= Problem details =
Copy out each of the following lines verbatim, with no changes.

= Exercise input =
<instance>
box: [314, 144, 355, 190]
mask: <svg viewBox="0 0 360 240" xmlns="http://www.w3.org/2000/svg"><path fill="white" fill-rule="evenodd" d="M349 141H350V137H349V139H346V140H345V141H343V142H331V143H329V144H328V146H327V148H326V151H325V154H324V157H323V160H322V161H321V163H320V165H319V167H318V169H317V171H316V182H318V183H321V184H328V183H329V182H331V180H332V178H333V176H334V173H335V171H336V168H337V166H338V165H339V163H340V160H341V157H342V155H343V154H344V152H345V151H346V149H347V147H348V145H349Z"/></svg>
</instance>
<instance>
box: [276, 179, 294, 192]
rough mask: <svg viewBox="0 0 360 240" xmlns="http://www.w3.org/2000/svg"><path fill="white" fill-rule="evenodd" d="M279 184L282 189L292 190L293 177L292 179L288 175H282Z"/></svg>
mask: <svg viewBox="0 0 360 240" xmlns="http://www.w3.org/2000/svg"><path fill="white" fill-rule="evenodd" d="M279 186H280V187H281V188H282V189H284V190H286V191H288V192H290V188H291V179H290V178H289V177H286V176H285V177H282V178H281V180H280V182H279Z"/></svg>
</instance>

= Solution for this exercise =
<instance>
box: [314, 144, 355, 190]
mask: <svg viewBox="0 0 360 240" xmlns="http://www.w3.org/2000/svg"><path fill="white" fill-rule="evenodd" d="M349 141H350V137H349V139H346V140H345V141H343V142H331V143H329V144H328V146H327V148H326V151H325V154H324V157H323V160H322V161H321V163H320V165H319V167H318V169H317V171H316V182H318V183H321V184H328V183H329V182H331V180H332V178H333V176H334V173H335V171H336V168H337V166H338V165H339V163H340V160H341V157H342V155H343V154H344V152H345V151H346V149H347V147H348V145H349Z"/></svg>
</instance>
<instance>
box: [276, 179, 294, 192]
rough mask: <svg viewBox="0 0 360 240" xmlns="http://www.w3.org/2000/svg"><path fill="white" fill-rule="evenodd" d="M279 184L282 189L292 190L293 177L292 179L288 175H282Z"/></svg>
mask: <svg viewBox="0 0 360 240" xmlns="http://www.w3.org/2000/svg"><path fill="white" fill-rule="evenodd" d="M279 186H280V187H281V188H282V189H284V190H286V191H288V192H290V188H291V179H290V178H289V177H286V176H285V177H282V178H281V180H280V182H279Z"/></svg>
</instance>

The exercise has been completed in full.